(Coordinate annotation records)
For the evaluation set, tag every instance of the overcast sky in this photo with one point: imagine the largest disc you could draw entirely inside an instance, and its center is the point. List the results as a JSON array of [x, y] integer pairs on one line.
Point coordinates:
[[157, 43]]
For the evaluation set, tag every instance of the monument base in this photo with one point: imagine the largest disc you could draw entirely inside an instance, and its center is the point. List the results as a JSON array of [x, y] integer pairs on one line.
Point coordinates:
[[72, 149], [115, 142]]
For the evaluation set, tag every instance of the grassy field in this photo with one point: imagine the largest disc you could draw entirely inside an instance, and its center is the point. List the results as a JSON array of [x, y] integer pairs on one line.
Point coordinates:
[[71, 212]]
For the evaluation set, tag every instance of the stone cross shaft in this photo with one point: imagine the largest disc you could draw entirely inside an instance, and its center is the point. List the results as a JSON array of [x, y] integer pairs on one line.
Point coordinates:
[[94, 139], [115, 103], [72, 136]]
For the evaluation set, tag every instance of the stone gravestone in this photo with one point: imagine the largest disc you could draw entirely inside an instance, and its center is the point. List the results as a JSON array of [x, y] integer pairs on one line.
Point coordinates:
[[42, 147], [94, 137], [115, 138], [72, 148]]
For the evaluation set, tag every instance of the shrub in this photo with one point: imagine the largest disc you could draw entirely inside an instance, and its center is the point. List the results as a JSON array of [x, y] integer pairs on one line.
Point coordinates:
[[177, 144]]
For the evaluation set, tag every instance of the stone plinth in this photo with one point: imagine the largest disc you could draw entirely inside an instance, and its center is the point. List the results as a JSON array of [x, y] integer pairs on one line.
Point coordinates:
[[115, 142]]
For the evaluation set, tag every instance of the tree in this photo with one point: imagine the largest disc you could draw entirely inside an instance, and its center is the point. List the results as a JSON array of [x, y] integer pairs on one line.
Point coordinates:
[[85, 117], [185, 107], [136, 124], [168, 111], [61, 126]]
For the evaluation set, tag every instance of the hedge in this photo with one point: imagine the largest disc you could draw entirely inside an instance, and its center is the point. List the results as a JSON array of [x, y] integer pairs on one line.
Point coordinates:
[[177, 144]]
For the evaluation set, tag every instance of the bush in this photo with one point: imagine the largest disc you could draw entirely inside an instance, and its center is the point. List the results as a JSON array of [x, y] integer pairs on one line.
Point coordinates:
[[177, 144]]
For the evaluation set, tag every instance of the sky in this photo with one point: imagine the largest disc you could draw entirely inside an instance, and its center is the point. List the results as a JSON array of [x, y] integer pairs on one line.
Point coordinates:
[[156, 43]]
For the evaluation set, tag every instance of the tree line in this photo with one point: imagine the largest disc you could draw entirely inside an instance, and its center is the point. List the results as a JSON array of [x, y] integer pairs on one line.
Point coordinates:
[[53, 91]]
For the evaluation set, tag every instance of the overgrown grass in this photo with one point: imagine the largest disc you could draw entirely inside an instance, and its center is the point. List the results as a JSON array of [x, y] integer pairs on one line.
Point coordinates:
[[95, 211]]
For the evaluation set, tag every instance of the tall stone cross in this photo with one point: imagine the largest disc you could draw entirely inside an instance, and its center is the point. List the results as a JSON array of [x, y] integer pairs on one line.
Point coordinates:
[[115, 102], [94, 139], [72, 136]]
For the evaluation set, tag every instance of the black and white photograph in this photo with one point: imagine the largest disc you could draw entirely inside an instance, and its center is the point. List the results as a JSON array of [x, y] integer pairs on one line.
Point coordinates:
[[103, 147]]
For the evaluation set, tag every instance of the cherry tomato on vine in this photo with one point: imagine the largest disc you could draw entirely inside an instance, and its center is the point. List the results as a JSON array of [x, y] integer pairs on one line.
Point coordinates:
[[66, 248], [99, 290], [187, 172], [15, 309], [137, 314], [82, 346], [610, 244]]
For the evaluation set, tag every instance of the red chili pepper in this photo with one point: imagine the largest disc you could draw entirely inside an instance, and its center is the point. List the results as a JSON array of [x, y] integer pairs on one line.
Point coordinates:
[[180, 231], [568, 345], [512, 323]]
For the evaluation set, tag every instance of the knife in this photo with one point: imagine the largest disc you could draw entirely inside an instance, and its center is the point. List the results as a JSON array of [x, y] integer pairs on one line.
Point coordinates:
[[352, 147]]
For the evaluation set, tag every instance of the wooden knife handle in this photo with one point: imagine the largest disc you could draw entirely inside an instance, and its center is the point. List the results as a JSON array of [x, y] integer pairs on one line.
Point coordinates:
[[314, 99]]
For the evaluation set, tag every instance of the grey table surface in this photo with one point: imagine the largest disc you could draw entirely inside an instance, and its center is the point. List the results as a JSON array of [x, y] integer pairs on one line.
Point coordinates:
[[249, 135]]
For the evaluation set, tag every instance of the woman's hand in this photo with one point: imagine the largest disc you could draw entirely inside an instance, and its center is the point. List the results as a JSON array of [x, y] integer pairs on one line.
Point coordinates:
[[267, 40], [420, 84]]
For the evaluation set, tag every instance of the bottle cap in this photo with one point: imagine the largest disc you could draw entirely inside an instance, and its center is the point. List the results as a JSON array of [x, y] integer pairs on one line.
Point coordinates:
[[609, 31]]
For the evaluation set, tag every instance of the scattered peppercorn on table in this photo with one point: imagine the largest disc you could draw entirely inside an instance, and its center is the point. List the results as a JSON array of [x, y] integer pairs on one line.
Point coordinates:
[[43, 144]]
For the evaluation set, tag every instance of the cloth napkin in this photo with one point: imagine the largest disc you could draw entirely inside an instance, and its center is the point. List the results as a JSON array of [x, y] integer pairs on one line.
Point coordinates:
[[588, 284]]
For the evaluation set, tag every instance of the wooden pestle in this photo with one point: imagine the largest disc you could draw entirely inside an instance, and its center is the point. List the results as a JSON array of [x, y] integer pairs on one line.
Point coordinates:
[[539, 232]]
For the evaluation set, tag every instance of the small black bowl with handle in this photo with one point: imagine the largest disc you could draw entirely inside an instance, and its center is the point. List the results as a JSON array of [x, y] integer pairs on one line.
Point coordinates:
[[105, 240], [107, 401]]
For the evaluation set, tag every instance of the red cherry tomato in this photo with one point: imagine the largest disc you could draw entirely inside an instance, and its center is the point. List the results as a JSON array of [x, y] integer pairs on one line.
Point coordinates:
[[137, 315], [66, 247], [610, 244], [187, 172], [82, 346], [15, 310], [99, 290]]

* _Given problem_
Reproduce every one of the records above, swapping each occurrence of "evaluation set" for "benchmark set" and leaving everything else unchanged.

* _Reply to the task_
For the benchmark set, tag every instance of the overcast sky in this photo with one point: imagine the largest disc you could draw entirely inside an instance, and its center is the point. List the results as a JSON array of [x, y] integer pairs on one line.
Point coordinates:
[[157, 43]]
For the benchmark set, tag every instance of the monument base in this photo with one point: imagine the largest disc you could draw entirely inside an instance, and its center is the point. List the results as a JSON array of [x, y] integer pairs on one line.
Point coordinates:
[[72, 149], [115, 142]]
For the benchmark set, tag every instance of the grassy field in this photo with one point: imagine the largest disc you could draw entirely inside an instance, and its center is the point. List the results as a JSON array of [x, y] integer pairs on one line.
Point coordinates:
[[71, 212]]
For the benchmark set, tag every instance of the stone cross shaft in this photo with one point: imagine the largest disc you could draw entirely inside an instance, and its center is the point. List the results as a JSON array of [x, y] integer pairs on one line.
Point coordinates:
[[94, 139], [115, 103], [72, 136]]
For the benchmark set, tag every instance of the stone gravestone in this photo with one point: imagine the largest disc you could draw entirely inside an instance, and its center is the point. List the results as a JSON array of [x, y] integer pairs on one line.
Point coordinates:
[[42, 147], [94, 137], [115, 138], [72, 148]]
For the benchmark set, tag every instance of the shrub in this photo with one point: imagine the largest disc you could draw entirely inside an instance, and its center is the point. List the results as a JSON array of [x, y] integer pairs on one line.
Point coordinates:
[[177, 144]]
For the benchmark set, tag every instance of the stone plinth in this photo with one point: imagine the largest disc you could draw entirely inside an instance, and its center is the point. List the results as a JSON array of [x, y] integer pairs on one line.
Point coordinates:
[[115, 142]]
For the benchmark set, tag every instance of the tree in this photo with one point: imagine the largest disc you could draw entirely inside an instance, and its center is the point. List the results as a JSON array of [x, y] integer pairs on one line.
Point coordinates:
[[85, 117], [185, 107], [136, 124], [168, 111], [61, 126]]
For the benchmark set, tag every instance of the hedge in this photo with one point: imagine the largest disc you could draw entirely inside an instance, and its center is the point. List the results as a JSON array of [x, y] integer pairs on one line.
Point coordinates:
[[177, 144]]
For the benchmark set, tag every instance of the bush in this photo with one point: imagine the largest disc you could draw entirely inside an instance, and its center is the point. List the results as a JSON array of [x, y] integer pairs on one line.
Point coordinates:
[[177, 144]]
For the benchmark set, tag every instance of the sky in this photo with one point: imagine the largest disc you could draw entirely inside an instance, and its center is the point. List the results as a JSON array of [x, y] integer pairs on one line.
Point coordinates:
[[156, 43]]
For the benchmark set, tag every instance of the tree line in this photo with one point: imagine the largest disc you could draw entirely inside an instance, and its center is the point. List the results as a JSON array of [x, y] integer pairs on one line.
Point coordinates:
[[53, 91]]
For the benchmark set, tag every instance of the overgrown grass in this photo with one point: imagine the largest disc you could draw entirely inside an instance, and its center is the point. List the results as a JSON array of [x, y] integer pairs on one line.
Point coordinates:
[[95, 211]]
For the benchmark set, tag every instance of the tall stone cross in this photo with one point: imagine the largest disc you could draw entirely inside an instance, and its center is the point. List the results as a JSON array of [x, y] integer pairs on one line.
Point coordinates:
[[115, 102], [94, 139], [72, 136]]
For the benchmark set, tag every instance of the black and white photograph in this photo with one point: imagine the largest disc you could draw entirely inside an instance, and its center is the point. List the results as a JSON array of [x, y] integer pairs on one line.
Point coordinates:
[[103, 147]]
For the benchmark set, tag every instance of the cherry tomato on vine in this photo with one point: imagine the largest disc you could draw entirely inside an instance, and its center is the point. List the results as a JSON array of [x, y] integer pairs on one line.
Point coordinates:
[[66, 248], [99, 290], [187, 172], [15, 309], [137, 314], [82, 346], [610, 244]]
For the benchmark set, tag every instance of the red chili pepper in this photo with one point: imagine the largest disc you could draw entirely inside an instance, and its center is the point. List the results as a JSON array of [x, y] integer pairs on one line.
Point coordinates:
[[180, 231], [568, 345], [512, 323]]
For the benchmark set, tag every instance of the knife in this photo with one point: imagine the largest disc you could draw entirely inside an instance, and its center is the point. List the results as a JSON array of [x, y] integer pairs on one line.
Point coordinates:
[[352, 147]]
For the benchmark set, tag every instance of the wooden knife handle in this photo with one point: imagine the largest disc you could draw entirely inside an instance, and its center is the point. List the results as a JSON array of [x, y] integer pairs on one line.
Point coordinates:
[[314, 99]]
For the benchmark set, tag every instance of the grey table surface in this photo with one point: imagine the largest disc you could draw entirely inside an instance, and its center is the point. List the results as a JSON array of [x, y] integer pairs on one line.
Point coordinates:
[[249, 135]]
For the benchmark set, tag every instance of the woman's hand in this photo with one point: imagine the largest disc you could draw entirely inside an instance, and its center is the point. List the results as a JSON array of [x, y] integer pairs on one line.
Point coordinates:
[[267, 40], [420, 84]]
For the benchmark set, tag every instance of the bottle cap in this photo with one point: imagine the largest disc you could draw entirely inside an instance, and its center is the point. List the results as a JSON array of [x, y] integer pairs on one line.
Point coordinates:
[[609, 31]]
For the benchmark set, tag every instance of the scattered peppercorn on table in this photo with one point: imagine the largest disc you could draw entirely inside an instance, and its center is the point. List the results as a JSON array of [x, y] integer pairs on one line.
Point coordinates:
[[43, 144]]
For the benchmark set, tag every instance of the cloth napkin in this photo with one point: imagine the largest disc you could draw entirely inside an instance, and its center is the point. List the results as a JSON array of [x, y] integer pairs on one line.
Point coordinates:
[[588, 284]]
For the benchmark set, tag every instance of the wooden pestle in this photo with one point: imagine the largest disc you could draw entirely inside an instance, and its center is the point. List the results as a JSON array of [x, y] integer pairs on one line.
Point coordinates:
[[539, 232]]
For the benchmark set, tag every instance of the small black bowl with handle in this photo with one point: imagine the largest disc you could draw entirely inside an instance, and its center is the point. List the results as a JSON array of [x, y] integer pairs on one line.
Point coordinates:
[[105, 240], [107, 401]]
For the benchmark set, tag every instance of the red cherry tomato in this photo with one point: imagine the largest disc you could draw entirely inside an instance, and its center is the point. List the results as a JSON array of [x, y] integer pairs on one line.
Point coordinates:
[[137, 315], [66, 247], [610, 244], [187, 172], [82, 346], [15, 310], [99, 290]]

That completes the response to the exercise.